[引用文]
選択肢1. 限界消費性向が大きくなると、均衡GDPも大きくなる。

AD = cY + ( C0 + I )

上記の式より、限界消費性向が傾きであるため値が大きくなると総需要ADが傾きが急な直線となるため、45度線との交点が上昇することで均衡GDPが大きくなります

そのため本選択肢が正解です。

選択肢2. 限界貯蓄性向が大きくなると、均衡GDPも大きくなる。

限界貯蓄性向は1-cで表すことができます。

限界貯蓄性向が大きくなるということは、限界消費性向が小さくなることになります。

その結果、総需要ADの傾きがゆるやかになることで、均衡GDPの減少を招きます

そのため本選択肢は不正解です。

選択肢3. 貯蓄意欲が高まると、均衡GDPも大きくなる。

貯蓄意欲の高まりとは、限界貯蓄性向が大きくなることを意味します。

その結果、総需要ADの傾きがゆるやかになることで、均衡GDPの減少を招きます

そのため本選択肢は不正解です。

選択肢4. 独立投資が増加すると、均衡GDPは小さくなる。

AD = cY + ( C0 + I )

上記の式より、独立投資Iが増加すると総需要ADの切片がの値が大きくなるため、総需要ADは上方シフトします。

それにともない、45度線との交点も上方に移動するため均衡GDPは大きくなります

そのため本選択肢は不正解です。

まとめ

例年必ずといって良い頻度で出題される45度線図分析の問題です。

学習するときも、回答するときも式を変えたり、グラフを描いてみるなど手を動かして取り組むことが効果的です。

[表示データ]
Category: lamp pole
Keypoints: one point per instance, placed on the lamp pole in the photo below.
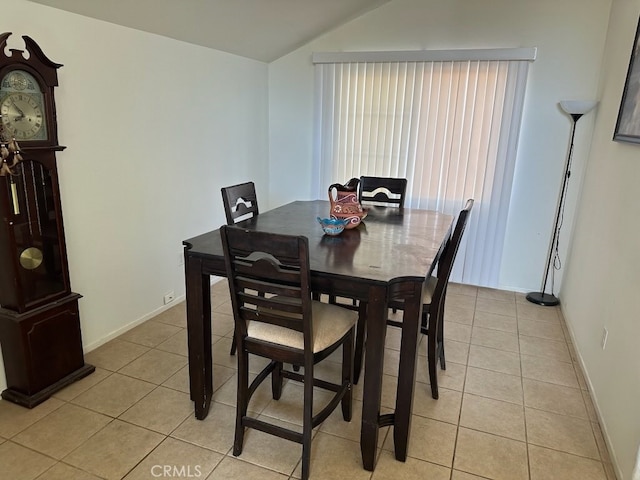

[課題の指示] 引用文を三文で要約しなさい。 データは使わなくてよい。

[解答例] 限界消費性向が大きくなると総需要ADの傾きが急になり、45度線との交点が上昇して均衡GDPが大きくなるため、選択肢1が正解である。限界貯蓄性向が大きくなる、つまり貯蓄意欲が高まると限界消費性向が小さくなり、総需要ADの傾きがゆるやかになって均衡GDPの減少を招く。独立投資Iが増加すると総需要ADは上方シフトし、45度線との交点も上方に移動するため、均衡GDPは大きくなる。